歯医者特有のあの臭い。独特の薬品の臭い、私は苦手です。あの薬品臭を軽減させる方法があります。

臭いの元は

 ワタベデンタルは歯医者特有の臭いを軽減させる努力をしています。新築ということもありますが「みなさん木のいい香りがする」と言ってくれます。地味なことですが臭いにも気を付けています。
 あの歯医者臭さは特定の薬品が発しています。しかも、一度空間に染みつくと非常に厄介で、その薬品を除外しても臭い続けます。例の薬を置かないようにすれば、かなり軽減させることができます。
それは根管貼薬剤です。
特にFC(ホルムクレゾール)とかFG(ホルムグアヤコール)です。この強烈な臭いにユージノール、クレオソートやCC(フェノールカンフル)などが混じっています。どれも細胞毒性が強く、使用が推奨されない薬品です。使用を禁止している国もあります。
▬▬▬▬▬▬▬▬▬▬
• _取り組む課題_
A – 歯医者特有の臭いについての原文のうち、「ワタベデンタルは歯医者特有の」から「それは根管貼薬剤です。」までを一字も変えずに書き写すこと。
B – 歯医者特有の臭いについての原文の最後の文を受けて、その後に続く部分を書くこと。

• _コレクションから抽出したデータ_
▬▬▬▬▬▬▬▬▬▬
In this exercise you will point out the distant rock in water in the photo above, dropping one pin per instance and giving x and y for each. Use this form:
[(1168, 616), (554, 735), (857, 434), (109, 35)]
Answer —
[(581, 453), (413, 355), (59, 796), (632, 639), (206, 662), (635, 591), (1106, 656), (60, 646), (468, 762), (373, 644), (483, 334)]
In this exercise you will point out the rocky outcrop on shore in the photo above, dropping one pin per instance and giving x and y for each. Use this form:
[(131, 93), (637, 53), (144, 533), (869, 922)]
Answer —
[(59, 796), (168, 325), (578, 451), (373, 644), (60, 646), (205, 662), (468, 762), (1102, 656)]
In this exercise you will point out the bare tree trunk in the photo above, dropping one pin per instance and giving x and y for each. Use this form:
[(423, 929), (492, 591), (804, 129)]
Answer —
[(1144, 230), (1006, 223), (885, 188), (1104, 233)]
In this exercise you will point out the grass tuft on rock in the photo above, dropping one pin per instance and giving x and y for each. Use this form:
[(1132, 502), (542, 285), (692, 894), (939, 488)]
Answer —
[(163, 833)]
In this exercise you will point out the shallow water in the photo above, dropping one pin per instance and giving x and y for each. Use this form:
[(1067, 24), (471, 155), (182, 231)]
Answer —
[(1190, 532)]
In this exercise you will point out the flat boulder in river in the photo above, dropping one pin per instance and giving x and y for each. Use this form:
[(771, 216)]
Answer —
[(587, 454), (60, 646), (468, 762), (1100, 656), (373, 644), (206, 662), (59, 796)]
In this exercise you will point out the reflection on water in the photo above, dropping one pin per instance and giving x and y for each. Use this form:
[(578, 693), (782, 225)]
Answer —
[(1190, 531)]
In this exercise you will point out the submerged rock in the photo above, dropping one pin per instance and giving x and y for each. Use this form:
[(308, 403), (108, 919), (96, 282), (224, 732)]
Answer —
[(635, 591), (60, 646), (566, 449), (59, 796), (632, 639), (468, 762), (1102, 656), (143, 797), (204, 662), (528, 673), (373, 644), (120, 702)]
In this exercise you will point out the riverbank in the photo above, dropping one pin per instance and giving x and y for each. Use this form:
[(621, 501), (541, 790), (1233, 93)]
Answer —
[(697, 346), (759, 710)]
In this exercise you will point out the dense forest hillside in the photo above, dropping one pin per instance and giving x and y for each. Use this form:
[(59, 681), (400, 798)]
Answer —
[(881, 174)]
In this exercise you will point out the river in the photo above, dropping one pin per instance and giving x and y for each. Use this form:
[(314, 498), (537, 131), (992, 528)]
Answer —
▬▬▬▬▬▬▬▬▬▬
• _課題別の出力_
A –
ワタベデンタルは歯医者特有の臭いを軽減させる努力をしています。新築ということもありますが「みなさん木のいい香りがする」と言ってくれます。地味なことですが臭いにも気を付けています。
 あの歯医者臭さは特定の薬品が発しています。しかも、一度空間に染みつくと非常に厄介で、その薬品を除外しても臭い続けます。例の薬を置かないようにすれば、かなり軽減させることができます。
それは根管貼薬剤です。

B –
 綿栓とFCを使っている根管治療は、残念ながら日本では普通に行われています。10年ほど前にフィンランドのトゥルク大学の学生と先生が日本の根管治療を見て、まるで化け物を見るような眼差しで驚愕していたのを思い出します。

あの臭いの歯医者は…。

 FCやFGを置かなければ臭わないのですが、ホルマリン系の根管貼薬剤を使わないためには根管治療を大きく見直す必要があります。
簡単に言うとFCやFGは手っ取り早く痛みを抑えることができます。根管内の細菌を知覚細胞ごと細胞毒性で一猛打にできるため、疼痛を簡単に抑え込めます。根管内に感染が残っていても、残髄していても、ほとんど洗浄できていなくても、いわゆる「治った」状態になります。短期的な症状を抑えることができるので「腕がいい歯医者」になれます。不完全な根管治療であっても。
 FCやFGを使わないと根管治療を精密に処置しなければなりません。感染物質の取り残しや残髄は術後疼痛に直結します。精密な根管治療を施術するためには時間と手間が必要です。高額な治療器具も必要になる場合もあります。
 アポイント時間が長くなるため、いわゆる「患者を回す診察」ができません。よって単純に「使うのやめた」で止められません。クリニックの診療スタイルから見直さなければなりません。だから「患者を回す診察」スタイルの歯科医院では例の臭いが漂っています。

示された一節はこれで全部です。